Problem -> Repeat, word for word, the article below on XM Cyber's move to Big Data and stream processing, leaving out the entries that follow it.

Supplied text ->
===

XM Cyber is constantly striving to improve its products and help our clients better protect their most critical assets. As part of this mission, we needed to increase scalability. Ultimately, by migrating to Big Data and Stream Processing, we were able to realize this objective, overcome some challenges — and learn some useful information that we will share with you.
First, Some Background Information
XM Cyber’s breach and attack simulation software helps identify vulnerabilities in our clients’ security environments. Our clients are given OS specific agents (Mac, Linux, or Windows) that will be installed on endpoint networks. These agents will collect metadata including OS information, network and registry configuration, etc. That’s information that will be used to help formulate simulated cyber attacks.
Here’s an example of how this operation works, a simple use case:
If the metadata collected from an agent indicates that an old OS version is running on this endpoint, a version that has a publicly available exploit — we simulate an attack based on this metadata.
We conclude that an attacker could have used this weakness to penetrate and move laterally through the network. An attacker who has penetrated the network will be able to move from endpoint to endpoint, compromising vulnerable endpoints as he goes along until he reaches the crown jewel assets and exfiltrates them.
Before: Our Previous System
In our prior architecture, we used a server with multiple Node.js processes. Each Node.js process contained a group of attack models, which gathered data from agents and processed them into simulated attacks. These processes and individual attack modules communicated with each other using RabbitMQ or MongoDB and used in-house implemented caching systems. By doing so, two different attack modules could interact with each other and share the information received from agents, which is more efficient than asking each agent individually for the same metadata. The number of Node.js processors was fairly fixed, as was the number of attack models. Splitting an attack model to multiple processors presented a difficult challenge and writing and maintaining cache systems took too much of our time.
To increase scalability, we needed a new approach. To help illuminate the path we choose to take, let’s view things through the prism of a fairly simple attack implementation.

===

Given records ->
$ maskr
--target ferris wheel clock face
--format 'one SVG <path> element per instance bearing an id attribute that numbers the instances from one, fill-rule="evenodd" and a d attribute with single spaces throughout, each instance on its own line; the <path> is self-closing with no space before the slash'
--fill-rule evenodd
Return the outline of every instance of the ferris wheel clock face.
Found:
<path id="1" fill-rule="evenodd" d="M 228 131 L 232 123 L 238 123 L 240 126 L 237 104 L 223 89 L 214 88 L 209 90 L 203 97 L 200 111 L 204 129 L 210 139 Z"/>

===

Finished answer ->
XM Cyber is constantly striving to improve its products and help our clients better protect their most critical assets. As part of this mission, we needed to increase scalability. Ultimately, by migrating to Big Data and Stream Processing, we were able to realize this objective, overcome some challenges — and learn some useful information that we will share with you.
First, Some Background Information
XM Cyber’s breach and attack simulation software helps identify vulnerabilities in our clients’ security environments. Our clients are given OS specific agents (Mac, Linux, or Windows) that will be installed on endpoint networks. These agents will collect metadata including OS information, network and registry configuration, etc. That’s information that will be used to help formulate simulated cyber attacks.
Here’s an example of how this operation works, a simple use case:
If the metadata collected from an agent indicates that an old OS version is running on this endpoint, a version that has a publicly available exploit — we simulate an attack based on this metadata.
We conclude that an attacker could have used this weakness to penetrate and move laterally through the network. An attacker who has penetrated the network will be able to move from endpoint to endpoint, compromising vulnerable endpoints as he goes along until he reaches the crown jewel assets and exfiltrates them.
Before: Our Previous System
In our prior architecture, we used a server with multiple Node.js processes. Each Node.js process contained a group of attack models, which gathered data from agents and processed them into simulated attacks. These processes and individual attack modules communicated with each other using RabbitMQ or MongoDB and used in-house implemented caching systems. By doing so, two different attack modules could interact with each other and share the information received from agents, which is more efficient than asking each agent individually for the same metadata. The number of Node.js processors was fairly fixed, as was the number of attack models. Splitting an attack model to multiple processors presented a difficult challenge and writing and maintaining cache systems took too much of our time.
To increase scalability, we needed a new approach. To help illuminate the path we choose to take, let’s view things through the prism of a fairly simple attack implementation.